(Goal of the exercise):
Whenever an image turns up, omit it and return the remaining data exactly.

Natural language region descriptions:
━━━━━━━━━━
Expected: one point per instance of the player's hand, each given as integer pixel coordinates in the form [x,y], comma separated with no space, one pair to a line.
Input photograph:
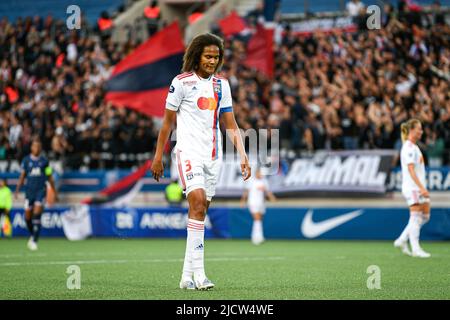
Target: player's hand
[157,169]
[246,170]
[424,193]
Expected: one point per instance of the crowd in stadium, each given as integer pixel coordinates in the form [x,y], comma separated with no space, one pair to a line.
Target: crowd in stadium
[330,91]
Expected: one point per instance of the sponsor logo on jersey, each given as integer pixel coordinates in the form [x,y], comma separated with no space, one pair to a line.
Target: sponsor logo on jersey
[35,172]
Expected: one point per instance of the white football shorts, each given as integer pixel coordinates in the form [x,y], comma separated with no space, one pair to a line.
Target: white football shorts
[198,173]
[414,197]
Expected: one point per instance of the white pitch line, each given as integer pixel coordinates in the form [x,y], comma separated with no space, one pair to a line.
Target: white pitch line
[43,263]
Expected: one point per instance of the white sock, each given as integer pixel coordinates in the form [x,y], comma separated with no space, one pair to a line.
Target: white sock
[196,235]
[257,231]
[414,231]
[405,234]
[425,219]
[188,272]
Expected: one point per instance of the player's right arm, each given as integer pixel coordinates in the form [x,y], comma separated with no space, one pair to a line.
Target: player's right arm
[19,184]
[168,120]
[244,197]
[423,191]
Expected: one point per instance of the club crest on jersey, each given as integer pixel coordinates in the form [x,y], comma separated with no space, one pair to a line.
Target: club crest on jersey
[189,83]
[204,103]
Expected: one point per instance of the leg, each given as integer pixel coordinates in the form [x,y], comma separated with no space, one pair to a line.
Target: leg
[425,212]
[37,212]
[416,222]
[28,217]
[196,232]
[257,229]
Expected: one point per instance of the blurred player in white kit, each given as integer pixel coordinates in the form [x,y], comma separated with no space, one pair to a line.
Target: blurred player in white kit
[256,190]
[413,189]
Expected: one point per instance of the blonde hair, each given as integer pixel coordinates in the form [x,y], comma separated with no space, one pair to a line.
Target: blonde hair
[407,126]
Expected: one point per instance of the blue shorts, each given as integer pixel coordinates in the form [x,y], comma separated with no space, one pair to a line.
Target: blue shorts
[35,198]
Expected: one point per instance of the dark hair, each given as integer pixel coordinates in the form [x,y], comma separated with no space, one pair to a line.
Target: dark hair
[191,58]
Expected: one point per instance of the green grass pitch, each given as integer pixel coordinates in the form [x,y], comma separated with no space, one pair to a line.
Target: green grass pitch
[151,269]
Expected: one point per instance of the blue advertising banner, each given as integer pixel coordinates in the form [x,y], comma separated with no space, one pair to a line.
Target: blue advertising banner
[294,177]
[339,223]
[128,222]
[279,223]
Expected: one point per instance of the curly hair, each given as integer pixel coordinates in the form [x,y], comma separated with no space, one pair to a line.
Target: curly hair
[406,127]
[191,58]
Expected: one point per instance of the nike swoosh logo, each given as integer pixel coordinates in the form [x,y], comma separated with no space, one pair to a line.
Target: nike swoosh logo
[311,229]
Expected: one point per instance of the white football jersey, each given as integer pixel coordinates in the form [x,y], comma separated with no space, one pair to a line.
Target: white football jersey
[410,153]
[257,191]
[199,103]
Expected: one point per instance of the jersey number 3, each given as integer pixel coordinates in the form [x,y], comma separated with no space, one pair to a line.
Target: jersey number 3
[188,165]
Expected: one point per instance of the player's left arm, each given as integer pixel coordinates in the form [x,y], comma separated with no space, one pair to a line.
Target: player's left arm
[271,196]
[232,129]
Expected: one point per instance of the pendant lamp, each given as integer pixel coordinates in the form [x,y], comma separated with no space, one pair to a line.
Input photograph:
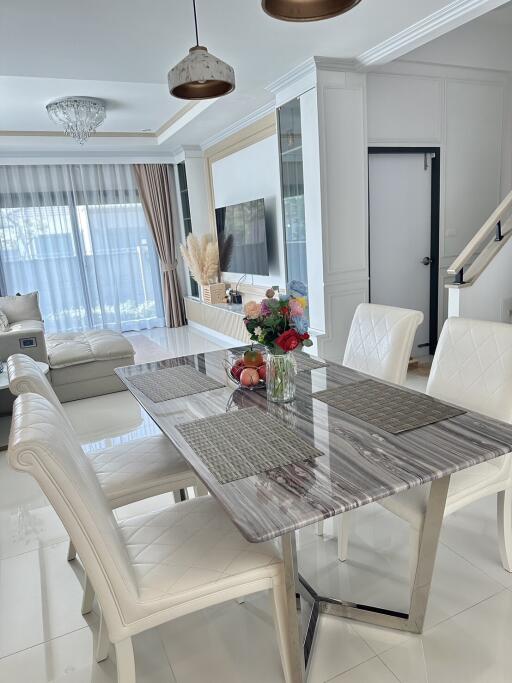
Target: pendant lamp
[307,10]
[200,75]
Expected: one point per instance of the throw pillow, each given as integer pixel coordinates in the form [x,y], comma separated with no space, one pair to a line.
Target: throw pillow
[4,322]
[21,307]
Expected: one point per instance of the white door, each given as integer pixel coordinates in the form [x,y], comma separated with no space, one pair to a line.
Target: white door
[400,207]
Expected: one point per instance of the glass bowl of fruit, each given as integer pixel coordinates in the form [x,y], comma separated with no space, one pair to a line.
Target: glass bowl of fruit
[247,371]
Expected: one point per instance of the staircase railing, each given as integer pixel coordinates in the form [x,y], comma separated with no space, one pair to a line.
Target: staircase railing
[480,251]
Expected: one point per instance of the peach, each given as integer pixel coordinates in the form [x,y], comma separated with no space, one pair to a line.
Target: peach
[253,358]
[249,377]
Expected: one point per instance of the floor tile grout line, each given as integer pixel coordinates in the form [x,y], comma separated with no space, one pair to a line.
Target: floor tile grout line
━━━━━━━━━━
(Task answer):
Expected: one point per instance of the player's hand, each given as integer pixel coordinates in the form [x,y], comma separated with no space, one pair to a line.
Input photograph:
Target: player's hand
[157,169]
[246,170]
[424,193]
Expected: one point per instance of the crowd in stadium, each given as integer pixel coordinates in the form [x,y], comma separated with no space, one pair to a line.
Target: crowd in stadium
[330,91]
Expected: one point per instance of the sponsor logo on jersey, each given as integer pixel coordinates in the form [x,y], comma separated with no space, one pair to a line.
Target: sponsor logo on jersey
[35,172]
Expected: one point per instance of the white football shorts, each given as integer pixel coordinates in the form [x,y], comma separated with no space, one pair to a line.
Target: white football shorts
[198,173]
[414,197]
Expected: one point per instance of the white pitch line, each given as integer pixel coordinates in the form [x,y], comma separated with no space, one pair to a line.
Target: white pitch line
[43,263]
Expected: one point per instance of the white sock, each given as integer pixel coordinates in the form [x,y], comma separated with no space, one pair to a line.
Target: white sock
[196,235]
[257,231]
[414,231]
[405,234]
[425,219]
[188,272]
Expected: one point per instance of the player's right arm, each given as integer pixel coordinates in the form [x,y], comma separated with no space, one pair to a line.
Target: player's right arm
[19,184]
[168,120]
[244,197]
[423,191]
Expected: one point per instance of the club crest on jersey, each given as integer pixel coordinates in the form [x,y], comma separated with no space, one pair to a line.
Target: club crest on jersey
[189,83]
[204,103]
Expected: one point per instance of the leg, each given as integer pixel coordinates in the form [x,y], comma separated with no space, one pair to a line.
Target: leg
[425,212]
[37,212]
[416,222]
[28,217]
[196,232]
[257,229]
Expected: one point per instance of the blurred player in white kit, each given as integer pixel coordinates in the form [x,y], comma separated with no space, one pair to a line.
Target: blurred player in white kit
[256,190]
[413,189]
Expected: one point per instance of the blonde hair, each given as integer pixel coordinates in the form [x,y], comma separated with no space, one pair to a line.
Target: blonde hair
[407,126]
Expected: one point per instance of the blue shorts, each given as integer pixel coordinates in the form [x,y], comma separated with no space, one pair to a line.
Target: blue shorts
[35,198]
Expected: one point per instance of the dark hair, each given as integer pixel coordinates in the form [x,y], comma separated with no space, one pair to a line.
Target: dark hair
[191,58]
Expected: one point per instance of the green grass pitch, each given as integer pixel coordinates in the form [x,y], comma separated with no space, one pair to a line.
Target: green grass pitch
[151,269]
Expected: one point per instance of the blue advertising banner, each given as integer pixel coordinates in the form [x,y], comma separated with no space, one pair to a line.
Target: blue advertising banner
[294,177]
[339,223]
[128,222]
[279,223]
Expected: one point per instance of the curly hair, each given as integer pixel coordinates in the form [x,y], comma separated with no space, one pair to a line.
Target: curly hair
[406,127]
[191,58]
Expected: one point per instance of the nike swoosh logo, each given as integer pixel coordinates in the form [x,y], comma separated with no space, one pair to a line.
Target: nike swoosh logo
[311,229]
Expected: one point per instance of the white football jersey, each given as integer pixel coordinates in the form [x,y], comma separated with no space, one pair to a line.
Target: white football jersey
[410,153]
[257,191]
[199,103]
Expected: one point per instance of the jersey number 3, each given as integer pixel coordinates in the form [x,y], comma separated with no space, one pair to a line.
Target: jersey number 3
[188,165]
Expected: one point per instance of the player's left arm, each given as integer pixel coordinates in the form [x,y], comma separated with no space, one pair to a line.
Target: player's left arm
[271,196]
[232,129]
Expected: one point per instance of the pendant lamp, each given as integer pixel coordinates in the form [x,y], comma separated with no space, one pair to a line.
Input photograph:
Target: pendant lamp
[307,10]
[200,75]
Expected: one point per instance of the throw pillow, each given as integer pixel coordinates in the form [x,y], comma separated with no space, one pair to a line.
Target: throw pillow
[4,322]
[21,307]
Expected: one point per instance of the white door, each given as integer pixel coordinates in the form [x,y], comma separated with no space, one pair to a line.
Target: white door
[400,207]
Expected: one point per instance of the glass bowl of fruit, each given as integer pixel coordinates in the form [x,y], comma separated with no space, one pair to a line.
Target: glass bowl of fruit
[247,371]
Expected: one point per instance of the staircase railing, each given as integer pixel coordinates in the form [x,y], comma separated with no space, one pair to a line.
Target: staircase railing
[480,251]
Expected: one point per instance of the peach, each given as integer pixel coordinates in the form [x,y], comma separated with no space, one pair to a line.
Target: peach
[253,358]
[249,377]
Expected: one point per instance of the floor tile grout line, each given as integer pixel coordinates in the form [x,y], comma separated with no space, one pair to a line.
Target: floor tile grout line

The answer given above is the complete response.